What is needed.
An exact, complete copy of the lines below is the expected answer.

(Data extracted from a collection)
_ _ _ _ _ _ _
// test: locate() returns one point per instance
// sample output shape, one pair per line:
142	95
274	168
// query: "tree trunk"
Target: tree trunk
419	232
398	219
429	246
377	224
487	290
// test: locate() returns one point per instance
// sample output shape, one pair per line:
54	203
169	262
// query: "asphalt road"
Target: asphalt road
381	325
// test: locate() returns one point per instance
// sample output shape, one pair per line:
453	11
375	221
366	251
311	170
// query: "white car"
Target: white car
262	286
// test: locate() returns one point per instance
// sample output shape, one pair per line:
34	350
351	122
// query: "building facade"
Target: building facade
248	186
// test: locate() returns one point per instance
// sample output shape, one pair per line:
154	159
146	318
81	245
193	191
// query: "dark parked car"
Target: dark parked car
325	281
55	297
_ _ _ _ _ _ _
Task output.
// test: locate() returns one point per instance
// sample output shape, one pair per line:
142	95
274	168
// query: "tree trunk"
Target: tree trunk
419	232
398	219
429	246
377	224
487	290
// test: locate() returns one point per instance
// sample output shape, one pair per line:
54	203
169	262
// query: "asphalt road"
Target: asphalt road
381	325
// test: locate() returns one point per instance
// sample output shape, one pair per line:
453	11
375	221
366	251
311	170
// query: "white car"
Target: white car
262	286
// test: locate() returns one point per instance
// sample output shape, one pair per line:
34	350
351	122
// query: "building facade"
Target: building facade
248	186
// test: locate() returns one point per instance
// sample output shape, one pair per line:
154	159
146	318
81	245
193	191
// query: "dark parked car"
Target: dark parked car
325	281
55	297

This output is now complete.